### CHALLENGE
Copy these lines out again, putting "reduced polygon" wherever "simplified polygon" appears and changing nothing else.

### DATA PROVIDED
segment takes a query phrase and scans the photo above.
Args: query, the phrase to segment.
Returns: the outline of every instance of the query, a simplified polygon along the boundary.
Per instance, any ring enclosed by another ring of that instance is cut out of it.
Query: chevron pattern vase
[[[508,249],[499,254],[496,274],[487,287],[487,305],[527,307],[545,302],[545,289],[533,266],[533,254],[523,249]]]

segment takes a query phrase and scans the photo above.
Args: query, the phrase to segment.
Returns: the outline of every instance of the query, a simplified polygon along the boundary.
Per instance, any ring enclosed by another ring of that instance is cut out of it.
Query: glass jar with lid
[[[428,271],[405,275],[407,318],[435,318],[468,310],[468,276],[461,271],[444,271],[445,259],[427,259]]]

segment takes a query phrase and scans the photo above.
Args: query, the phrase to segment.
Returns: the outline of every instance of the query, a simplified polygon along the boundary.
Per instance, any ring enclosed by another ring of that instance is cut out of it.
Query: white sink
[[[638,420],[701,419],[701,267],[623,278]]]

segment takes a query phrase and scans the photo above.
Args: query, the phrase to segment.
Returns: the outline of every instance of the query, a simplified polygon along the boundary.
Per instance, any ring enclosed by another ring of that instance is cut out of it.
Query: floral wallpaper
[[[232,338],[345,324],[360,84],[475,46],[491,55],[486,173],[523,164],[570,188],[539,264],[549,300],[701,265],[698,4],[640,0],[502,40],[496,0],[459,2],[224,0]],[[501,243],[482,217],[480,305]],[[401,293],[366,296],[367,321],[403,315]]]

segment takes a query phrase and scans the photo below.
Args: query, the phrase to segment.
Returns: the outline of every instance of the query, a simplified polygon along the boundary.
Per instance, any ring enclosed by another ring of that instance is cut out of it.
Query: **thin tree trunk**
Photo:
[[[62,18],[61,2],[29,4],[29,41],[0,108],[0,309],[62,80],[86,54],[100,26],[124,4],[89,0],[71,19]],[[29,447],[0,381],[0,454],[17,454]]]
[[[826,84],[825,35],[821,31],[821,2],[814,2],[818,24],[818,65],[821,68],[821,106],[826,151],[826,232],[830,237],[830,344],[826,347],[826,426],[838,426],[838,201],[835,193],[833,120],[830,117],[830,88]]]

### REPLY TO THE TASK
segment takes a query phrase and scans the photo above.
Args: query, the phrase to segment.
Returns: the outline of every instance of the query, a reduced polygon along the boundary.
Per instance, any ring enclosed by another ring of that instance is cut out of it.
Query: chevron pattern vase
[[[508,249],[499,254],[496,274],[487,287],[487,305],[527,307],[545,302],[545,289],[533,266],[533,254],[523,249]]]

segment takes a query phrase and scans the photo above.
Args: query, the phrase to segment.
Returns: the outline of every instance of the query, a reduced polygon along the boundary.
Per instance, any ring enclosed by another ring of that instance is cut out of it.
Query: glass jar with lid
[[[428,271],[405,275],[407,318],[435,318],[468,310],[468,276],[461,271],[444,271],[445,259],[427,259]]]

segment takes a query phrase and scans the photo above.
Args: query, the phrase to segment.
Returns: the outline of every instance of the query, a reduced polygon along the boundary.
Per instance, any ring enclosed by another ring of that instance is cut out of it.
Query: white sink
[[[638,420],[701,419],[701,267],[623,278]]]

segment takes a query phrase and scans the photo above.
Args: query, the phrase to segment.
Returns: the outline of every instance of the query, a reduced polygon along the boundary.
Per instance, any ring enclosed by another ring of that instance is cut out of it.
Query: floral wallpaper
[[[232,338],[345,324],[360,84],[475,46],[491,55],[486,173],[523,164],[570,188],[539,264],[549,300],[701,265],[698,4],[640,0],[502,40],[496,0],[459,2],[224,0]],[[501,243],[482,217],[480,305]],[[401,293],[366,296],[367,321],[403,315]]]

segment takes a query phrase and scans the photo below.
Args: query, the phrase to segment.
Returns: the outline of every instance of the query, a reduced polygon along the boundary.
Per instance, any ring enclosed by another ring of that instance is cut out of it.
Query: **thin tree trunk**
Photo:
[[[62,18],[61,2],[29,4],[29,41],[0,108],[0,309],[62,80],[86,54],[100,26],[124,4],[89,0],[71,19]],[[29,447],[0,381],[0,454],[17,454]]]
[[[826,84],[825,35],[821,31],[821,2],[814,2],[818,24],[818,65],[821,68],[821,106],[826,151],[826,232],[830,237],[830,344],[826,347],[826,426],[838,426],[838,201],[835,193],[833,120],[830,117],[830,88]]]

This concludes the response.